Begin

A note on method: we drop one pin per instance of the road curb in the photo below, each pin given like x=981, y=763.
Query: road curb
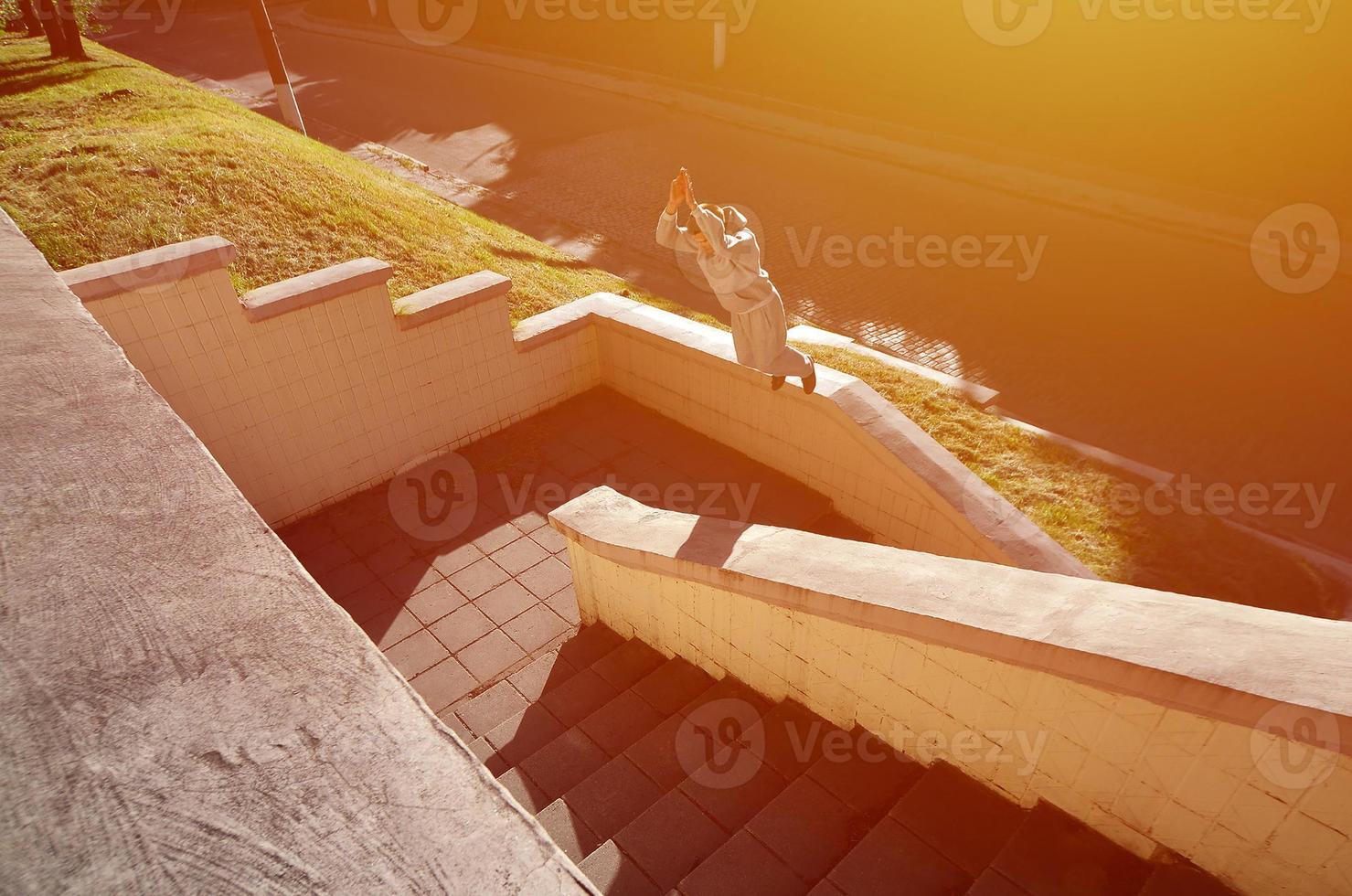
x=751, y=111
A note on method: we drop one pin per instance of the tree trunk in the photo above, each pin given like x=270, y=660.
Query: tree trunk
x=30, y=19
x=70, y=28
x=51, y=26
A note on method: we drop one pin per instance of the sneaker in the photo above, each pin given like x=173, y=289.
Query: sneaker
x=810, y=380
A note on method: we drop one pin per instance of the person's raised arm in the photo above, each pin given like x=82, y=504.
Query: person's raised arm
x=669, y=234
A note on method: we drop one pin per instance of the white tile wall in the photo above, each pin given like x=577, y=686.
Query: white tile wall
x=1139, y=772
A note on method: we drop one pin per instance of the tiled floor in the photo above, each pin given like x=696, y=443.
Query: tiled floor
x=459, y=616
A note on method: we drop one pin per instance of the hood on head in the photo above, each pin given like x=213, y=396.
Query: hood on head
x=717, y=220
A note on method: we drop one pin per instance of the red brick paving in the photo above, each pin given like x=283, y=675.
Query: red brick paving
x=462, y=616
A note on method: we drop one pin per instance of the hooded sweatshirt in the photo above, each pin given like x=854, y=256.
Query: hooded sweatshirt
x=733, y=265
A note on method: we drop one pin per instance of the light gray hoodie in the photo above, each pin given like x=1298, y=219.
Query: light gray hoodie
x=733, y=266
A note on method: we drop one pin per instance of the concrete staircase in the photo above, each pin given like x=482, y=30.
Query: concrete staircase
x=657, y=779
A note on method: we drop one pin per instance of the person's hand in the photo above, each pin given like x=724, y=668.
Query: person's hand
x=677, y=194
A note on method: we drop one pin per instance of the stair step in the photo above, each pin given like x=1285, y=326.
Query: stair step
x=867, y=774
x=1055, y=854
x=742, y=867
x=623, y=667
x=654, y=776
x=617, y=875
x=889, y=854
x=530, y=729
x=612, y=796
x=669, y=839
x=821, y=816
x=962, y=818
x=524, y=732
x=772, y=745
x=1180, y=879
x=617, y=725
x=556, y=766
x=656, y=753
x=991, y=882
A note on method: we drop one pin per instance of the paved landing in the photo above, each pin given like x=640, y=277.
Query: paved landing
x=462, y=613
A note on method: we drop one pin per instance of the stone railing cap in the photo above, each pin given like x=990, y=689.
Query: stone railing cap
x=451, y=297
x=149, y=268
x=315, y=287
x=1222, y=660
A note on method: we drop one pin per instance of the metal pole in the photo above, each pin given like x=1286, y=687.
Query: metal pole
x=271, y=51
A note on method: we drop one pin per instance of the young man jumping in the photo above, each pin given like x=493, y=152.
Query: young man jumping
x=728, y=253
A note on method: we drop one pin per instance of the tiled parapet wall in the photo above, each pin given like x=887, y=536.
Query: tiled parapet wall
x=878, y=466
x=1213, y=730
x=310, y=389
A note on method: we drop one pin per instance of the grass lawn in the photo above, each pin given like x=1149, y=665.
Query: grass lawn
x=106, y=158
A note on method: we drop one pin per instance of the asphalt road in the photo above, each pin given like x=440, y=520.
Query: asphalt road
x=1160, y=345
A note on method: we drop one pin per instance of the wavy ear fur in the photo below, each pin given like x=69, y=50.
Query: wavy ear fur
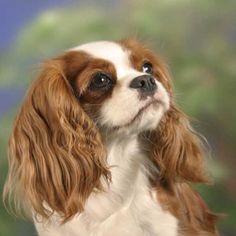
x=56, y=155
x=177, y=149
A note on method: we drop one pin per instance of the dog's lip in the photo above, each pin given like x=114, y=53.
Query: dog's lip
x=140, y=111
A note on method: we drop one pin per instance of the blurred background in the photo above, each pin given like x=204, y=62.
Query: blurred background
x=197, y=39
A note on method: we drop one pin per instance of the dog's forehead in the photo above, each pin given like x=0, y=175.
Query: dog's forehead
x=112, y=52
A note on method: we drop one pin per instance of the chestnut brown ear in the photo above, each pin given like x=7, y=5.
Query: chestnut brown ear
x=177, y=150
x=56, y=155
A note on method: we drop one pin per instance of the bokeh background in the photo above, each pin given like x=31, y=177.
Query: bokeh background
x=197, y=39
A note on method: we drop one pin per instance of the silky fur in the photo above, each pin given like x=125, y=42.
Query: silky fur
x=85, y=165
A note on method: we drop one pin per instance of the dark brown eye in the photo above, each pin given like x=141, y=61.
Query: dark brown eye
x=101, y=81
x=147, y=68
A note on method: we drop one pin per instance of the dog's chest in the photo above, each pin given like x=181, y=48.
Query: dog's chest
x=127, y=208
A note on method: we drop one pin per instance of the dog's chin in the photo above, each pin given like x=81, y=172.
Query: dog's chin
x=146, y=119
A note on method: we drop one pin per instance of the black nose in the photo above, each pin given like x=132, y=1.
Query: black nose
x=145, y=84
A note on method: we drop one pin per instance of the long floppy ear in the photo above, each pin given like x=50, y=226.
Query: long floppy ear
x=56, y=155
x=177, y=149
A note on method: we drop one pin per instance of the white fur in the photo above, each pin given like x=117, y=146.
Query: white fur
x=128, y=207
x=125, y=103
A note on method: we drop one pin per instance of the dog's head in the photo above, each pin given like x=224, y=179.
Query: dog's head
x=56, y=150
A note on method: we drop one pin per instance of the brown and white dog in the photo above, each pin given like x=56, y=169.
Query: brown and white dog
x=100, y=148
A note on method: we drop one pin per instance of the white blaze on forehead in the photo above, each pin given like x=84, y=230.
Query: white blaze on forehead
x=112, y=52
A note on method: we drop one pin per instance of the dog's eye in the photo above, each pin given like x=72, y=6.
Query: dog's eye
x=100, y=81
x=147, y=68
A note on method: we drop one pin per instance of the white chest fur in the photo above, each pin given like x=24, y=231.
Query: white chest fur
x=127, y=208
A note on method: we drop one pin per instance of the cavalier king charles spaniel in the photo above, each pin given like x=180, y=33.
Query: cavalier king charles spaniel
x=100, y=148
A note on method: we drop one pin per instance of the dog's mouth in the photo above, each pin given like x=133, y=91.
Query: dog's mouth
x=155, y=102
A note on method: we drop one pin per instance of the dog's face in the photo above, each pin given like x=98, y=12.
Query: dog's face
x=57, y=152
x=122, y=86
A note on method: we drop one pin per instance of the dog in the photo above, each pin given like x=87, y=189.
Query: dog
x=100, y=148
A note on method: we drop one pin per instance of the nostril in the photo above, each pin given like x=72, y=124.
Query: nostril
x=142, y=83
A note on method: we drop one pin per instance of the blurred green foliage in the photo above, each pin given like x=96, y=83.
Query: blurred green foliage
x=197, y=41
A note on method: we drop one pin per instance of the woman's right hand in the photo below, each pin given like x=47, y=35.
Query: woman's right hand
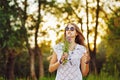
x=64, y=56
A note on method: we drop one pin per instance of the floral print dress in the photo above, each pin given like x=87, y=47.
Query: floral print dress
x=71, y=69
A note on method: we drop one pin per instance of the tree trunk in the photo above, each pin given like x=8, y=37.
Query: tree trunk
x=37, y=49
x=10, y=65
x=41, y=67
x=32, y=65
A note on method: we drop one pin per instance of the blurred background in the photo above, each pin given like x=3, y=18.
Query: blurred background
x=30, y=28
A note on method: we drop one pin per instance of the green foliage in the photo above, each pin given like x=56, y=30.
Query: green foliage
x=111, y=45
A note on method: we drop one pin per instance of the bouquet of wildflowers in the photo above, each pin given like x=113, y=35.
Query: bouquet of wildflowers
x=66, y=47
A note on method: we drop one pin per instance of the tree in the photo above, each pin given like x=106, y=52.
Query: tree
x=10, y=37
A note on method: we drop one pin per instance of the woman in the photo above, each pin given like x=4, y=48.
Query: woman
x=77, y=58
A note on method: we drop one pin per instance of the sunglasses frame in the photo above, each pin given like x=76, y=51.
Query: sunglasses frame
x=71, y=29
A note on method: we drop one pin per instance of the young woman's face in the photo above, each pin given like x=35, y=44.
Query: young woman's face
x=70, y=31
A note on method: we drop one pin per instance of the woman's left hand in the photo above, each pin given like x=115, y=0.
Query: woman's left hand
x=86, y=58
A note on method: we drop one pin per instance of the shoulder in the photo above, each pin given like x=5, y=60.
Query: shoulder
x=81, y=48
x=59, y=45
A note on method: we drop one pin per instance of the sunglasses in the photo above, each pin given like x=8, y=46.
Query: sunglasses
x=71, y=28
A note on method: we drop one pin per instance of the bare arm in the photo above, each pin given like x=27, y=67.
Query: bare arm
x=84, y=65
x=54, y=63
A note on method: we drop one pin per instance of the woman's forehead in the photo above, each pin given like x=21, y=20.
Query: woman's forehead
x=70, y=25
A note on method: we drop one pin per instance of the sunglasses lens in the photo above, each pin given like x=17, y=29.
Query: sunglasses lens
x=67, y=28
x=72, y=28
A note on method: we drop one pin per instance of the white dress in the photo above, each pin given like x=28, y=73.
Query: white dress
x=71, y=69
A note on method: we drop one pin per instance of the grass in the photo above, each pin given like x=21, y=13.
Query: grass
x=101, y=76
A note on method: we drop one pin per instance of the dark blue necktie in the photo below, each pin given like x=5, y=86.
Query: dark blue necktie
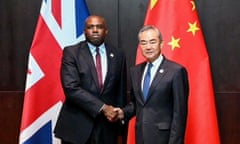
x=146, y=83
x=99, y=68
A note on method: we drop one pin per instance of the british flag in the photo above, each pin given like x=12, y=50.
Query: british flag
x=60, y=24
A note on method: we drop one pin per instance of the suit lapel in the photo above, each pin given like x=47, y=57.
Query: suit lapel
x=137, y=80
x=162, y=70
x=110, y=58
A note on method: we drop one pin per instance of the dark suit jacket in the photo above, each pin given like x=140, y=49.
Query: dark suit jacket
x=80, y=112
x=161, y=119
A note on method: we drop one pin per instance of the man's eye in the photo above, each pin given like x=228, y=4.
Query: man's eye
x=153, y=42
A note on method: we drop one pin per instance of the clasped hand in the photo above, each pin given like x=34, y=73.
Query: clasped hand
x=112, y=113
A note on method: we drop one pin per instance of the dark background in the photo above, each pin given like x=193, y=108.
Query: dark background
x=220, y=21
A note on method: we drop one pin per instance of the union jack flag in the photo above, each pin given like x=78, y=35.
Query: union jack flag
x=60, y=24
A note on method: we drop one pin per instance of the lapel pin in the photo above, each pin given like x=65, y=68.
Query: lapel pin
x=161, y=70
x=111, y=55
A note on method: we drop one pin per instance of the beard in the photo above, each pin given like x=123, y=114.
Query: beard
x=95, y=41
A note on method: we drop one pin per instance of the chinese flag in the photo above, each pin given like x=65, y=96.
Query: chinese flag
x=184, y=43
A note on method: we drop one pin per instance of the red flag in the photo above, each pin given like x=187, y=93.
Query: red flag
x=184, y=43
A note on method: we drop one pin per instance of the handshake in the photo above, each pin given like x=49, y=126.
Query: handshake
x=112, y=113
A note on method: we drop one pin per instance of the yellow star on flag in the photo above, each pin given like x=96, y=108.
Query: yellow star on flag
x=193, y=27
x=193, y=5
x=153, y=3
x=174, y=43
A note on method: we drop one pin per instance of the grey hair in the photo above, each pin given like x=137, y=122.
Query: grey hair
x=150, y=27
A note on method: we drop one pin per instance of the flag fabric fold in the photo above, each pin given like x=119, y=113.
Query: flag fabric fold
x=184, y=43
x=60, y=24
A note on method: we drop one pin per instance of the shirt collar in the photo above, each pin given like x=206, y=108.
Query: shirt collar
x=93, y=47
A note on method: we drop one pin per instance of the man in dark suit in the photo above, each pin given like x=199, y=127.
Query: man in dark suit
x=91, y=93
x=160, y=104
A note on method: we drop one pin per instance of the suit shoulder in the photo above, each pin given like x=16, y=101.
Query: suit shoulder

End

• **Task prompt**: Edit the data from the line containing "like x=65, y=68." through the line containing "x=174, y=43", replacing "beard" with "facial hair" and keeping everything else the same. Return only those lines.

• **The completed task**:
A note on method: we drop one pin per instance of the lapel pin in the photo above, each pin given like x=65, y=68.
Query: lapel pin
x=161, y=70
x=111, y=55
A note on method: we drop one pin per instance of the facial hair in the photo above, each pin given like x=123, y=114.
Query: facial hair
x=95, y=41
A note on method: we drop one pin per instance of the chinese flag in the photo above, each pin given like x=65, y=96.
Query: chinese flag
x=184, y=43
A note on method: we drop one pin per instance of the red flag in the photo above, each pin given like x=187, y=93.
Query: red flag
x=184, y=43
A note on method: we drop one pin per instance of the handshake in the photo above, each pin given like x=49, y=126.
Query: handshake
x=112, y=113
A note on method: we drop one pin per instance of the yellow star on flag in the photo above, each pin given like x=96, y=108.
Query: yellow star on flag
x=193, y=27
x=193, y=5
x=153, y=3
x=174, y=43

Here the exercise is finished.